Set down all of the records word for word.

[[ Data in this exercise open ]]

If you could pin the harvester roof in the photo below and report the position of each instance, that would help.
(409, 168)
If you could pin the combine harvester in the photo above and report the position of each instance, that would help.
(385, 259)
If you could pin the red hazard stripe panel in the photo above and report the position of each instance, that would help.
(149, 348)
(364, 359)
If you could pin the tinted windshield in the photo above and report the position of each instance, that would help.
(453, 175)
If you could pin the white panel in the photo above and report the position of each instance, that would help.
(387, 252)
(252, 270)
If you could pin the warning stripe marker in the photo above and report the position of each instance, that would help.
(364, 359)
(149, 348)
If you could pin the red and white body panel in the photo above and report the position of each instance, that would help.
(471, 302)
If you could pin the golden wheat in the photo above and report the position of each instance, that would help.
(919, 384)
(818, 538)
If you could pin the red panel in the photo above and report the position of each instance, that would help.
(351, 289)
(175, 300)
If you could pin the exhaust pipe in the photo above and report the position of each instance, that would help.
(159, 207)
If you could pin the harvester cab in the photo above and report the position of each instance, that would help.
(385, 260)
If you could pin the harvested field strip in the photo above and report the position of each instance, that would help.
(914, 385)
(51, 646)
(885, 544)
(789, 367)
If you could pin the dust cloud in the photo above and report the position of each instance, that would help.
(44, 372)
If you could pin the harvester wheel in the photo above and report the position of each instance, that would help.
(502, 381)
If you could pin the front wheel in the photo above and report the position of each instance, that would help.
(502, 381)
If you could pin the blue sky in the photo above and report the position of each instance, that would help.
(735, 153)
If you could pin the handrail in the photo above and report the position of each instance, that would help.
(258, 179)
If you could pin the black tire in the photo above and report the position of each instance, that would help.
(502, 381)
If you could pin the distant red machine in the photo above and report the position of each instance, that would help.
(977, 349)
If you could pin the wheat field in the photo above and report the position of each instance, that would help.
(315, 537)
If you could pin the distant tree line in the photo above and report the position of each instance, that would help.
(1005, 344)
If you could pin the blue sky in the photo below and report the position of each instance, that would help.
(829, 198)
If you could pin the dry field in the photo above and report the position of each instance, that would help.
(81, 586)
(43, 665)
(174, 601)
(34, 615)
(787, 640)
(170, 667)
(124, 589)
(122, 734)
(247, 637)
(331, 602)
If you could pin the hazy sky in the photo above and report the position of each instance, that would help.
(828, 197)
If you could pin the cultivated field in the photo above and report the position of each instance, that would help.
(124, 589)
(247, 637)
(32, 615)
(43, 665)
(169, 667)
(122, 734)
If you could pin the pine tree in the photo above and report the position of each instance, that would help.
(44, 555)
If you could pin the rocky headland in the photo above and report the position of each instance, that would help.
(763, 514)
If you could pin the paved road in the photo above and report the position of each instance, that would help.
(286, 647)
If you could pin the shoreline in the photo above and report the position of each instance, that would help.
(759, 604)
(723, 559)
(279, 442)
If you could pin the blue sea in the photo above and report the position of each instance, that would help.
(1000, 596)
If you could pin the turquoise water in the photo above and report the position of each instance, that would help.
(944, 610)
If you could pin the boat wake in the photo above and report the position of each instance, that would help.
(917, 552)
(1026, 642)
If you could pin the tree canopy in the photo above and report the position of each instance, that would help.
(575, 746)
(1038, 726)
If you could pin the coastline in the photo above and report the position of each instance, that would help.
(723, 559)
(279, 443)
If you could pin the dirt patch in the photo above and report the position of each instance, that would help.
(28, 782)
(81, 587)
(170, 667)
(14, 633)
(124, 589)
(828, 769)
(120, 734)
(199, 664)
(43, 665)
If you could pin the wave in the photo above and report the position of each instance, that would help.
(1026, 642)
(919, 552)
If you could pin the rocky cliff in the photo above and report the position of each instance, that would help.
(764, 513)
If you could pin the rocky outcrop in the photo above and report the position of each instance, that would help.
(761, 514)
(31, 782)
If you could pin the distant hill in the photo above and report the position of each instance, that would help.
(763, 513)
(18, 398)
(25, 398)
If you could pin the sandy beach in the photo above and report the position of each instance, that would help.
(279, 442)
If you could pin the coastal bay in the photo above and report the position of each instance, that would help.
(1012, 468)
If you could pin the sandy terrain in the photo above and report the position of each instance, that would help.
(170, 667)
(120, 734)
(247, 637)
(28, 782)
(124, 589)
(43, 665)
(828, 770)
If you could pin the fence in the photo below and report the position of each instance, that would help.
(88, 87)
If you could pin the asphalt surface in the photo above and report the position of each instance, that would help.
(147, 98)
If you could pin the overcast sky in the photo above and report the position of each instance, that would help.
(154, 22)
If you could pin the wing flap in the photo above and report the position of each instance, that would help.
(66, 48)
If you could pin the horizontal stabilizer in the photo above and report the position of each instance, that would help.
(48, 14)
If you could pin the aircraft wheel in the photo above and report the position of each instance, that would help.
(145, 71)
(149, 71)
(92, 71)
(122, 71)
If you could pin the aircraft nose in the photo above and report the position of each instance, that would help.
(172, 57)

[[ Data in this exercise closed ]]

• _Result for this exercise_
If you could pin the harvester roof in the photo below and report the position of each instance, that would help.
(409, 168)
If you could pin the combine harvester in the photo above and report the position of each instance, that would help.
(385, 259)
If you could pin the red hazard stripe panel in the photo above and report the position of each instance, that would help.
(149, 348)
(364, 359)
If you could pin the tinted windshield in the photo above and report the position of each instance, that would help.
(453, 175)
If you could pin the white panel in the photo above and report the position of each instance, that would help.
(387, 252)
(252, 270)
If you could pin the warning stripe marker in the photo above and report the position of each instance, that would help.
(364, 359)
(149, 348)
If you could pin the red and white body panel in the photo above and report the position of each instance, that would help.
(471, 302)
If you could pin the golden wheat in the photo above and report the position of each instance, that would help.
(919, 384)
(818, 538)
If you could pin the red panel in the photo above and report the position of each instance, that would help.
(351, 289)
(175, 300)
If you could pin the exhaust pipe in the photo above and report the position of each instance, that would help.
(159, 207)
If you could pin the harvester cab in the photo above and report the position of each instance, that would help.
(385, 260)
If you could pin the harvested field strip in the photo above and report the position of each instance, that would help.
(914, 385)
(51, 646)
(885, 544)
(789, 367)
If you could pin the dust cloud in the photo above and report the position of each instance, that would help.
(44, 372)
If you could pin the harvester wheel in the photo above and report the position of each instance, that would help.
(502, 381)
If you could pin the front wheel in the photo above and report the position of each instance, that would help.
(502, 381)
If you could pin the blue sky in the photo above and report the position of each instance, that would help.
(735, 153)
If you could pin the handrail in the photo above and report the position of each instance, that would help.
(258, 179)
If you could pin the black tire in the photo above and report the position of each instance, that would help.
(502, 381)
If you could pin the distant red machine in the photo above and report the position of each instance, that would help.
(977, 349)
If you could pin the wheat field in the photo above and report the position of each instance, that would help.
(315, 537)
If you could pin the distant tree line in the photo above and report the position of each instance, that would help.
(1005, 344)
If you could pin the blue sky in the photo below and report the position of each instance, that would help.
(829, 198)
If you could pin the dry field in the photo above and report the position of each instance, that would help.
(81, 586)
(43, 665)
(174, 601)
(34, 615)
(787, 640)
(170, 667)
(124, 589)
(122, 734)
(247, 637)
(331, 602)
If you could pin the hazy sky in the photo above and report the position of each instance, that would help.
(828, 197)
If you could pin the cultivated field in the photo above and report the position of each instance, that would help.
(124, 589)
(247, 637)
(32, 615)
(43, 665)
(169, 667)
(122, 734)
If you could pin the pine tree in the photo above and report the position of each instance, that would help.
(44, 555)
If you could pin the rocky headland in the photo above and report the position of each instance, that would help.
(763, 514)
If you could pin the paved road in the photo above and report the position of each instance, that would help.
(286, 647)
If you could pin the shoreline in the photo above and report the position of each instance, that would help.
(759, 604)
(723, 559)
(279, 442)
If you could pin the blue sea in the photo above and report the position of each instance, that would help.
(1000, 596)
If you could pin the turquoise water in the photo above and report the position of each instance, that would help.
(944, 610)
If you could pin the boat wake in the photo above and report the position of each instance, that would help.
(917, 552)
(1026, 642)
If you could pin the tree canopy in the photo above and report the position of each instance, that would help.
(575, 746)
(1038, 726)
If you could pin the coastline in the photo above and report the position of each instance, that would help.
(723, 559)
(279, 443)
If you could pin the dirt patch in the photo above and report the position of each instance, that would help.
(28, 782)
(81, 587)
(170, 667)
(14, 633)
(124, 589)
(828, 769)
(120, 734)
(199, 664)
(43, 665)
If you could pin the wave in the photo above and report the position of each instance, that would help.
(1026, 642)
(919, 552)
If you could pin the rocky cliff in the photo above and report the position of each instance, that would help.
(764, 513)
If you could pin the rocky outcrop in the photo above and report the position of each instance, that would help.
(761, 514)
(31, 782)
If you could pin the distant hill in the photo above and report the position of each instance, that would help.
(763, 513)
(18, 398)
(25, 398)
If you could pin the sandy beach in the photo above and report the position of each instance, that would help.
(279, 442)
If you could pin the coastal bay in the photo above and report the position of each instance, that would help.
(1012, 468)
If you could pin the sandy terrain in the photo above and report the position of each instance, that would help.
(170, 667)
(120, 734)
(247, 637)
(28, 782)
(124, 589)
(43, 665)
(828, 770)
If you could pin the fence in the photo below and report the position of each instance, that would help.
(88, 87)
If you could pin the asphalt surface in the photo above and report the position of each instance, that would help.
(147, 98)
If you could pin the overcast sky in the photo above and report the position of each instance, that would help.
(154, 22)
If you could pin the wing flap in the photo above and report the position of each instance, that would help.
(66, 48)
If you could pin the horizontal stabilizer in the photo above and report the position of each instance, that would help.
(48, 14)
If you could pin the aircraft wheel in the photo above and report the position of each instance, that would help.
(145, 71)
(149, 71)
(92, 71)
(122, 71)
If you could pin the aircraft nose in the photo above and report the position of each instance, that would help.
(172, 57)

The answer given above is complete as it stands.